-- Start --
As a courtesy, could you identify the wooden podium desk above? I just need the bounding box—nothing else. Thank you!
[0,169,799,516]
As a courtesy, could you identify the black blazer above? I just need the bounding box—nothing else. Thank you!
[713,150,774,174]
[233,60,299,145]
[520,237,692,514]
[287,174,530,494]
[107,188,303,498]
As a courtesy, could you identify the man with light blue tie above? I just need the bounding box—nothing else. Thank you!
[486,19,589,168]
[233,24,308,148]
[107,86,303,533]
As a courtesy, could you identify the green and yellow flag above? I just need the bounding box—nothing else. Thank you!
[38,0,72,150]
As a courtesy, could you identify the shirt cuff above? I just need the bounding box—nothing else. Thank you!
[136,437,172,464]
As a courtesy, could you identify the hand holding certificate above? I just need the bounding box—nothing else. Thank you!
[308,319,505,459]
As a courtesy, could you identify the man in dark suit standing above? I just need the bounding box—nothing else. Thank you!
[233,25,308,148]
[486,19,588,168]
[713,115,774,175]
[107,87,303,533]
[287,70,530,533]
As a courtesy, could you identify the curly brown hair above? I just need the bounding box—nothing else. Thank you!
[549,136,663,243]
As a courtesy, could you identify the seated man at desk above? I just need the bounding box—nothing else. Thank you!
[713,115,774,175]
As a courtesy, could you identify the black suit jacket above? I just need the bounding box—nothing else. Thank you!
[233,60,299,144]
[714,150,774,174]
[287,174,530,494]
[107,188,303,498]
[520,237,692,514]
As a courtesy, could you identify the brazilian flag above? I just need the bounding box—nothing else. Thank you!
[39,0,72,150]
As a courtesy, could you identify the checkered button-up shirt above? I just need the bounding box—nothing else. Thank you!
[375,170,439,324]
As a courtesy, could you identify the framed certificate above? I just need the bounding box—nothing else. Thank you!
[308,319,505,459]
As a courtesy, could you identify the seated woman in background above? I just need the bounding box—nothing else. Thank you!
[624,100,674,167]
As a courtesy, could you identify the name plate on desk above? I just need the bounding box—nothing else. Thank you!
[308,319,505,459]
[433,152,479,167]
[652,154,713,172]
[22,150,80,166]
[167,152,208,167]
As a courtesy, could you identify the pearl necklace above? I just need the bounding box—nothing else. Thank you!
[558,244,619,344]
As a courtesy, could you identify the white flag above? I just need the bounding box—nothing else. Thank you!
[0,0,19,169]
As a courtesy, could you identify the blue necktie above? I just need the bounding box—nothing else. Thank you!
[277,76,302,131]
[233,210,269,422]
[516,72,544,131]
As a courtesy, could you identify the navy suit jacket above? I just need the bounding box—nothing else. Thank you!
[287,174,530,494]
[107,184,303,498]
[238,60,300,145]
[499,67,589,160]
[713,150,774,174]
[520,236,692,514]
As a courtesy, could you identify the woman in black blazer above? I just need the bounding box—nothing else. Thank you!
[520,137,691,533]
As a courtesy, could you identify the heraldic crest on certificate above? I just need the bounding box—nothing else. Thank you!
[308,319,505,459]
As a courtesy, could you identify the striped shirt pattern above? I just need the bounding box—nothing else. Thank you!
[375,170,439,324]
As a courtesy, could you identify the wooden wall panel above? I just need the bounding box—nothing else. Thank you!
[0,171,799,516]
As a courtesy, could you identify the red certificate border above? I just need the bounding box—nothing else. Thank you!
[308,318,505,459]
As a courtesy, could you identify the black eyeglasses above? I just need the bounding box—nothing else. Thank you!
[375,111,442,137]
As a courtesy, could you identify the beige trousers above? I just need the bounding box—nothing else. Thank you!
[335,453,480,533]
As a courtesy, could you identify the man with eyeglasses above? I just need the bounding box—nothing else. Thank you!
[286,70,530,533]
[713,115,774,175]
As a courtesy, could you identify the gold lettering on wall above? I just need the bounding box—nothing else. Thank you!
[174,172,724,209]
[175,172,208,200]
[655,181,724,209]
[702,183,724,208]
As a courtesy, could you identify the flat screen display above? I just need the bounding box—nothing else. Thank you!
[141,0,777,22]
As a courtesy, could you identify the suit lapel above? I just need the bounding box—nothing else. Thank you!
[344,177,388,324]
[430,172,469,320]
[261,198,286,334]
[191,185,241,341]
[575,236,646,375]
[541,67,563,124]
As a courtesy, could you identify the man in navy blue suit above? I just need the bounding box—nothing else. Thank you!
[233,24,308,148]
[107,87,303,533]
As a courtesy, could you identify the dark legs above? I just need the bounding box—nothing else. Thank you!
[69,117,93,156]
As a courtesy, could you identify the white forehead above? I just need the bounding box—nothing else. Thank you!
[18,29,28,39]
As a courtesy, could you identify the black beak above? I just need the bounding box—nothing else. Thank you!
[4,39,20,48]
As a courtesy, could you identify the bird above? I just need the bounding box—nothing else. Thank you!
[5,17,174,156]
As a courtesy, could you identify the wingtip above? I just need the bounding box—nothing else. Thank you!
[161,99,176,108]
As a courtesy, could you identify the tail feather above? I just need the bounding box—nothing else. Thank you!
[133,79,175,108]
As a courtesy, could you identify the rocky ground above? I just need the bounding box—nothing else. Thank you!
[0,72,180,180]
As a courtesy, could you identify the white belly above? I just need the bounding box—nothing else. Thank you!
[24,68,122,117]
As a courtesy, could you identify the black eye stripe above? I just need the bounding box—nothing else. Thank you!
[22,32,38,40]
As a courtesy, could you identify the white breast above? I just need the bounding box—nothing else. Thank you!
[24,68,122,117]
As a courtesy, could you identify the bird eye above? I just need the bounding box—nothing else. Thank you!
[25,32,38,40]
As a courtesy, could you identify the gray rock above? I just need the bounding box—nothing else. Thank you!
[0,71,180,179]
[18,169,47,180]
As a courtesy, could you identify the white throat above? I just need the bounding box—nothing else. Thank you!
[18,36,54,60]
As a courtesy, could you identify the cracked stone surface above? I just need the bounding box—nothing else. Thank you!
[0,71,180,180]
-- End --
-- Start --
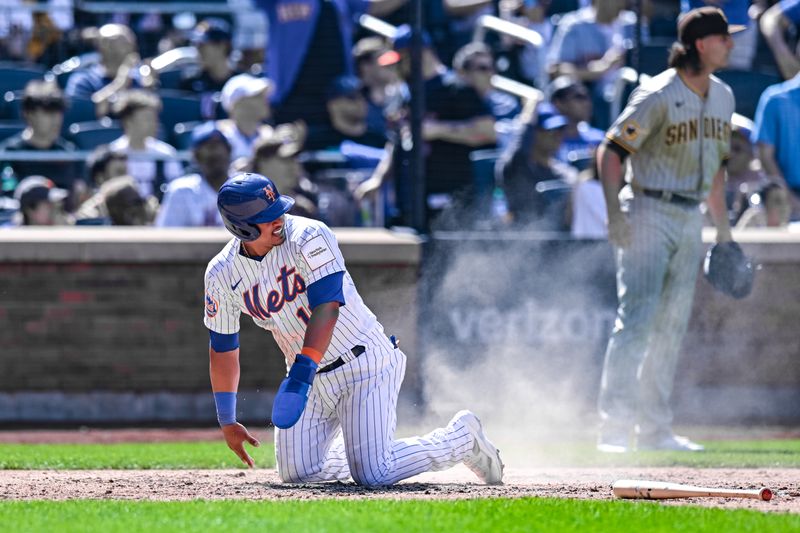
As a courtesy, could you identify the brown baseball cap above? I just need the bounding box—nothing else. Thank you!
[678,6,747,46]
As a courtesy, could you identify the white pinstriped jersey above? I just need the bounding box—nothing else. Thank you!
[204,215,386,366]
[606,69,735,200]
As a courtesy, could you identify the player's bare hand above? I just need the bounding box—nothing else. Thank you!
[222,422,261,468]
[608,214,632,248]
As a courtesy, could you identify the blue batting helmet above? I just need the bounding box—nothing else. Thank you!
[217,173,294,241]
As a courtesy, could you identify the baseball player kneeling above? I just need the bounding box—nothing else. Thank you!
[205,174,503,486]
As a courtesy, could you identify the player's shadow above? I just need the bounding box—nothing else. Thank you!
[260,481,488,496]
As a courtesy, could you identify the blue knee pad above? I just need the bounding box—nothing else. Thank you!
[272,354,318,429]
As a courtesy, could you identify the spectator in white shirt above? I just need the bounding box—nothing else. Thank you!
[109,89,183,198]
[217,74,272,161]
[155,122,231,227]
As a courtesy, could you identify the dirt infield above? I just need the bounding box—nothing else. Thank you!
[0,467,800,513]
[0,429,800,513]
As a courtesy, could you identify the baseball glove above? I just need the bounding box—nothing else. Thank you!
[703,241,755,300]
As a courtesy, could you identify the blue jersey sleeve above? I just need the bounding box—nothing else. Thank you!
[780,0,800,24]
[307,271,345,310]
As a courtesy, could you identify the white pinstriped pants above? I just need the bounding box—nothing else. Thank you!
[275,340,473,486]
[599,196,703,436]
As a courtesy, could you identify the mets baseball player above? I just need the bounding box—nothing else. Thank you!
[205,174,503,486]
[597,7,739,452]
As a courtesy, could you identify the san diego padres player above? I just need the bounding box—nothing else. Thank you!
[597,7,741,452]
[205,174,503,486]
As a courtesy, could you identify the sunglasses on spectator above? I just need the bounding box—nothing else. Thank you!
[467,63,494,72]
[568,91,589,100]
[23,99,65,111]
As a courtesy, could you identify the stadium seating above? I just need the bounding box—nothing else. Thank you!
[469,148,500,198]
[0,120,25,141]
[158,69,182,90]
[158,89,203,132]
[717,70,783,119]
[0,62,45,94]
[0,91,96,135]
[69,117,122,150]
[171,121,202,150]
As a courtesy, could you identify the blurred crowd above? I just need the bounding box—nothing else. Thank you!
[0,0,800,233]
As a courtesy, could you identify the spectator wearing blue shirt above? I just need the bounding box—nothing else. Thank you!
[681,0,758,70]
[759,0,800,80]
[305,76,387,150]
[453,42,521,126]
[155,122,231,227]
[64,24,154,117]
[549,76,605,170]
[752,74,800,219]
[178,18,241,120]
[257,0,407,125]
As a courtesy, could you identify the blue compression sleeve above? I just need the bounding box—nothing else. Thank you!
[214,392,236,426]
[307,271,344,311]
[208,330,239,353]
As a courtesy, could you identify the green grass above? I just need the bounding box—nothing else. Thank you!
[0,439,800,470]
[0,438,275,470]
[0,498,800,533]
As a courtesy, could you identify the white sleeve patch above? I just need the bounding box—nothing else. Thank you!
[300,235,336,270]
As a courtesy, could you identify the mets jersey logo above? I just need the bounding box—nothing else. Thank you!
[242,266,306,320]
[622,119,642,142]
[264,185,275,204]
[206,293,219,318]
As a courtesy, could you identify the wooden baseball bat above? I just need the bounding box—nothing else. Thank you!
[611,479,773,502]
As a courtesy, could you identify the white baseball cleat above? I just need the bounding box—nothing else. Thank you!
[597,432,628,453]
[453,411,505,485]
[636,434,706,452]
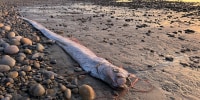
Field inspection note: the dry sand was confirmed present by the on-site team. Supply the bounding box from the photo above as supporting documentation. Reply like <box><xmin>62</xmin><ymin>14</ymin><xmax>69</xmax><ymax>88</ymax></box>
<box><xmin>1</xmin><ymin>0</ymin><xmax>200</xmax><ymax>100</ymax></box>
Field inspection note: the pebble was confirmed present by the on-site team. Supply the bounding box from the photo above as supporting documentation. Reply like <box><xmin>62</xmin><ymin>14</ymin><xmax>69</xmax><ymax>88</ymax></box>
-- End --
Copy everything from the line containing "As a courtesy, could you identify the curly" down to the line containing "[39,0,72,150]", both included, reproducing each line character for character.

As a courtesy, could you identify the curly brown hair above? I just need the bounding box—nothing else. Thank you!
[549,136,663,243]
As a courtesy, could you identify the seated man at desk above? I just need the bounding box—nothing else. Thank you!
[713,115,774,175]
As a courtesy, could you identify the black suit jacket above? I just need the bounding box—nothing else. Thank you!
[233,60,299,144]
[714,150,774,174]
[287,174,530,494]
[107,188,303,498]
[520,237,692,514]
As a courtesy, could you identify the brazilian flag above? I just need the bounding box—nothing else. Thank you!
[39,0,72,150]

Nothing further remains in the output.